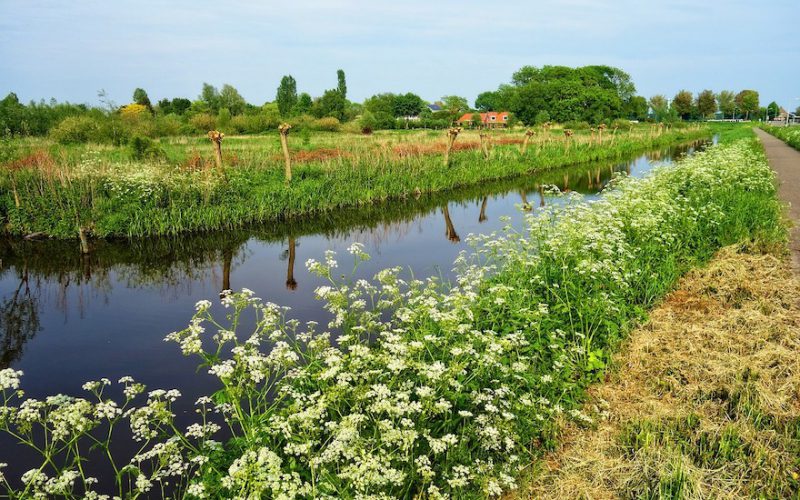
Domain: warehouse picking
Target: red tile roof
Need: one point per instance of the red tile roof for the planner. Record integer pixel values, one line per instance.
(499, 117)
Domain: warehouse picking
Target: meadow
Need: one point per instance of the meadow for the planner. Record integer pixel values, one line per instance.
(171, 186)
(415, 388)
(789, 135)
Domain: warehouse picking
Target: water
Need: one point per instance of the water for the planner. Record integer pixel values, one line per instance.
(67, 318)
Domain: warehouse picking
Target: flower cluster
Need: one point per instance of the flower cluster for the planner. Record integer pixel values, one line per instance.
(419, 388)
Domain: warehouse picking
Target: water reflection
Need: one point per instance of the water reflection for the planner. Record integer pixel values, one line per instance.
(125, 295)
(19, 320)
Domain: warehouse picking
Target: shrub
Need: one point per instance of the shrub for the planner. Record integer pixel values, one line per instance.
(167, 125)
(77, 129)
(621, 124)
(542, 117)
(367, 122)
(577, 125)
(144, 148)
(203, 122)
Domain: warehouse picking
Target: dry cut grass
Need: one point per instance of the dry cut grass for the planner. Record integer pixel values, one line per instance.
(705, 402)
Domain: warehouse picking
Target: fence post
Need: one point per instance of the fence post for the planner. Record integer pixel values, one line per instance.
(451, 138)
(528, 134)
(216, 141)
(284, 132)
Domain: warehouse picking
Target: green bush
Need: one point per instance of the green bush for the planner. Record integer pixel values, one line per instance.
(621, 124)
(327, 124)
(142, 148)
(78, 130)
(542, 117)
(203, 122)
(577, 125)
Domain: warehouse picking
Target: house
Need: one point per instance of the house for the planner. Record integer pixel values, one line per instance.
(489, 119)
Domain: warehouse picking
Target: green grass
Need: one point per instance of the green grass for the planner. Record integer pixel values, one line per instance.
(421, 389)
(789, 135)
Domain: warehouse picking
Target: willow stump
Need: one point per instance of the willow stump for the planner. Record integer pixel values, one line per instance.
(451, 138)
(528, 135)
(283, 128)
(216, 141)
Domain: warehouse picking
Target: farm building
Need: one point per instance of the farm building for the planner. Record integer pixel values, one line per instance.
(489, 119)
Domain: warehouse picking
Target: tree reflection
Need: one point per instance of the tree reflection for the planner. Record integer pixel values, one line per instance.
(525, 205)
(19, 321)
(482, 216)
(450, 231)
(291, 284)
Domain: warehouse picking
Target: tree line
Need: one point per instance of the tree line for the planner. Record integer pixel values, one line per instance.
(588, 94)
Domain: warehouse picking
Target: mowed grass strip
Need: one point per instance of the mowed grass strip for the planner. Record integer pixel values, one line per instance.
(705, 402)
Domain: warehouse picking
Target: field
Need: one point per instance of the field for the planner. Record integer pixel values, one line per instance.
(789, 135)
(427, 389)
(173, 186)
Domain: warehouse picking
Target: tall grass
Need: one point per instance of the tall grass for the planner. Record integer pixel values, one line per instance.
(417, 388)
(110, 197)
(789, 135)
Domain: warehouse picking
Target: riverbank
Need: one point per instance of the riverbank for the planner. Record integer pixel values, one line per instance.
(104, 198)
(703, 402)
(432, 390)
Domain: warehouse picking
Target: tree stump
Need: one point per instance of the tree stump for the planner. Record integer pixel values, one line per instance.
(485, 144)
(216, 141)
(568, 137)
(451, 138)
(528, 135)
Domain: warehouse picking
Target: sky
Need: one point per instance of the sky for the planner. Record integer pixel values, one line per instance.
(70, 50)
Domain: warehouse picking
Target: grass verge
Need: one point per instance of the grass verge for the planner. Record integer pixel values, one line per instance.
(416, 389)
(60, 196)
(789, 135)
(705, 401)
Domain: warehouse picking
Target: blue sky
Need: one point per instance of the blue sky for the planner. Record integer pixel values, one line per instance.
(69, 50)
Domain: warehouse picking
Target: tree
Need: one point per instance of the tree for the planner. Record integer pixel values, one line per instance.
(542, 117)
(706, 104)
(210, 96)
(342, 83)
(682, 103)
(286, 97)
(180, 105)
(726, 101)
(455, 104)
(304, 103)
(407, 105)
(230, 98)
(658, 103)
(635, 108)
(332, 103)
(747, 101)
(773, 110)
(140, 97)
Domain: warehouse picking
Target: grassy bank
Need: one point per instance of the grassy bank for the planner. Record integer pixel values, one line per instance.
(427, 389)
(56, 191)
(789, 135)
(704, 401)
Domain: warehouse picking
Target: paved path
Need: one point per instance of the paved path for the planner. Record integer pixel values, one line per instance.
(785, 160)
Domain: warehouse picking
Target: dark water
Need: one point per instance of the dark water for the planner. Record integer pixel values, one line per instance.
(67, 318)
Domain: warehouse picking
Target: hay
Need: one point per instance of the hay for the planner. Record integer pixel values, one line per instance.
(705, 400)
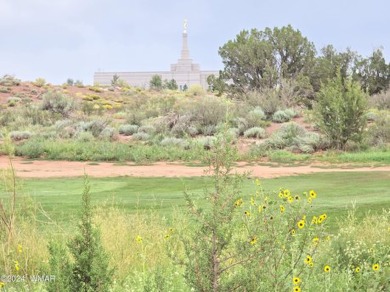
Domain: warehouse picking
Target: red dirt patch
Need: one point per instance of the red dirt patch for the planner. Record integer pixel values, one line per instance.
(47, 169)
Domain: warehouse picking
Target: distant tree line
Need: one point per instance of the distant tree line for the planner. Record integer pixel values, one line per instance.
(259, 60)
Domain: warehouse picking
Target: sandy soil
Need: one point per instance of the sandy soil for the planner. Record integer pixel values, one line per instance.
(47, 169)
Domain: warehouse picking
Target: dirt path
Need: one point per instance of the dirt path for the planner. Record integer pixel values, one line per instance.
(47, 169)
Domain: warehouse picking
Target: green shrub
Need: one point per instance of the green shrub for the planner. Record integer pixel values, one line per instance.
(381, 100)
(142, 136)
(268, 100)
(281, 117)
(341, 111)
(379, 133)
(207, 111)
(108, 133)
(13, 100)
(84, 136)
(294, 137)
(128, 130)
(172, 141)
(147, 129)
(255, 132)
(9, 80)
(255, 117)
(39, 82)
(20, 135)
(196, 90)
(90, 270)
(57, 102)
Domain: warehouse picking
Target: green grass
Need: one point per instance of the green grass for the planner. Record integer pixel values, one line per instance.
(60, 198)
- - - - - - -
*Work instructions*: Output, exactly, all the records above; include no pictures.

*Full response*:
Domain: warehouse picking
Target: red tile roof
Need: one point per instance of the red tile roof for the planner. Record integer pixel values, one line per instance.
(499, 117)
Domain: warehouse picking
Target: meadow
Need: one point per instance of the meadow for the planner. Record integer pixel values, one line per instance.
(171, 186)
(415, 388)
(789, 135)
Domain: warehouse picking
Target: water
Need: one point per instance of the water for the planner. Record integer pixel values, one line per instance.
(67, 318)
Domain: warehouse picking
Target: flower cluster
Need: one point per instance of the flower cluster for the planner. Record integer pixel values, one line per instance.
(419, 388)
Domain: warehouse picking
Target: water reflection
Need: one point per instance of the water reflection for the planner. Record integer pixel values, one line per instance.
(125, 295)
(19, 320)
Domain: warehouse picking
Target: shrub
Need: one point per instance of the shrub for the planner. Record integer pixel values, one line per instance.
(167, 125)
(77, 129)
(621, 124)
(542, 117)
(367, 122)
(577, 125)
(144, 148)
(203, 122)
Domain: warehouse picking
Target: dry cut grass
Need: one point per instance of the dry cut grass for the planner. Record integer pixel values, one line per instance.
(705, 402)
Domain: warehouse picking
Target: fence post
Need: one point per instance of the fence post for the planner. Record integer pixel values, one line per instance.
(451, 138)
(528, 134)
(216, 141)
(284, 132)
Domain: warehouse picking
Target: green bush
Need: one point per instance of the green bush for the planner. Record integer pixel values, one line per instance.
(621, 124)
(327, 124)
(142, 148)
(78, 130)
(542, 117)
(203, 122)
(577, 125)
Domain: warehouse picking
Target: house
Need: one point per instance of the house for the planner. Record integer pixel values, one line per instance.
(489, 119)
Domain: warehouse picking
Target: green grass
Need: one point per instance of the green grass for the planner. Record integer pixel values, one line per instance.
(421, 389)
(789, 135)
Domain: warehouse picking
Target: willow stump
Need: one point per instance of the willow stump for the planner. Record integer pixel values, one line per instance.
(451, 138)
(528, 135)
(283, 128)
(216, 141)
Domain: warehouse picking
Target: farm building
Need: one point per instance of the farm building for the planner. Record integer pixel values, one line per instance.
(489, 119)
Domain: warehouse picking
Target: tree reflection
Need: one point per instance of the tree reflection for the planner. Record integer pixel values, one line per instance.
(525, 205)
(19, 321)
(482, 216)
(450, 231)
(291, 284)
Domain: warehouse picking
Target: tree line
Need: one point per instance of the tree line for the planner. Record integer pixel values, one line per instance.
(588, 94)
Domain: warehouse picking
Target: mowed grass strip
Need: one point per instance of the mowed grass strip for the planner. Record integer pixel values, one line per instance.
(705, 402)
Domain: warehouse picking
Target: field
Need: one point per instance of the field for the planner. Record integer pixel values, one line per instance.
(789, 135)
(427, 389)
(173, 186)
Domain: warehouse picking
Target: tall grass
Need: one point per instance of the tall grass for the planner. Record integer pixel values, one line per instance.
(417, 388)
(110, 197)
(789, 135)
Domain: warehouse picking
Target: riverbank
Need: one point per instance of the riverbank for the planner. Record integer pixel values, one line per instance.
(104, 198)
(703, 402)
(432, 390)
Domain: warehouse picking
Target: tree stump
Need: one point per instance of the tree stump for the planner. Record integer pixel values, one line per instance.
(485, 144)
(216, 141)
(568, 137)
(451, 138)
(528, 135)
Domain: warehouse picking
Target: sky
Need: one point per instance of the sky for the planner. Record integer pixel values, one line per instance.
(70, 50)
Domain: warehouse picking
Target: grass verge
Need: one point per instance of the grass verge for the planner. Record integer pixel values, one line per instance.
(416, 389)
(60, 196)
(789, 135)
(705, 401)
Domain: warehouse picking
Target: blue sky
Need: one point per instance of the blue sky for the planner. Record integer pixel values, one line per instance.
(69, 50)
Domain: warehouse picking
Target: tree
Need: one point per instance of the tree for the planner. Record integer pixel values, one line per instance.
(542, 117)
(706, 104)
(210, 96)
(342, 83)
(682, 103)
(286, 97)
(180, 105)
(726, 101)
(455, 104)
(304, 103)
(407, 105)
(230, 98)
(658, 103)
(635, 108)
(332, 103)
(747, 101)
(773, 110)
(140, 97)
Domain: warehouse picking
Target: grassy bank
Need: one point per instance of the grassy bank for the planner. Record integer pixel values, one line per instance.
(427, 389)
(56, 191)
(789, 135)
(704, 401)
Domain: warehouse picking
Target: paved path
Need: one point per instance of the paved path for the planner. Record integer pixel values, one line per instance.
(785, 160)
Domain: warehouse picking
Target: dark water
Need: one point per instance of the dark water for the planner. Record integer pixel values, one line per instance.
(67, 318)
Domain: warehouse picking
Target: hay
Need: one point per instance of the hay for the planner. Record integer pixel values, one line per instance.
(705, 400)
Domain: warehouse picking
Target: red dirt patch
Need: one point per instance of the red dirt patch for the planner. Record integer pixel values, one line per instance.
(47, 169)
Domain: warehouse picking
Target: distant tree line
Need: one point per instance of the distant tree line for the planner. Record integer pixel values, one line per instance.
(259, 60)
Domain: warehouse picking
Target: sandy soil
Need: one point per instance of the sandy soil for the planner. Record integer pixel values, one line per instance.
(47, 169)
Domain: warehouse picking
Target: dirt path
Need: one point per instance of the dirt path for the planner. Record integer pixel values, one line per instance.
(47, 169)
Domain: warehouse picking
Target: green shrub
Need: one point per instance of the green shrub for the planner. Record integer pixel values, one line per instance.
(381, 100)
(142, 136)
(268, 100)
(281, 117)
(341, 111)
(379, 133)
(207, 111)
(108, 133)
(13, 100)
(84, 136)
(294, 137)
(128, 130)
(172, 141)
(147, 129)
(255, 132)
(9, 80)
(255, 117)
(39, 82)
(20, 135)
(196, 90)
(90, 270)
(57, 102)
Domain: warehouse picking
Target: green grass
Need: one point per instance of the green grass for the planner. Record integer pixel values, one line per instance.
(60, 198)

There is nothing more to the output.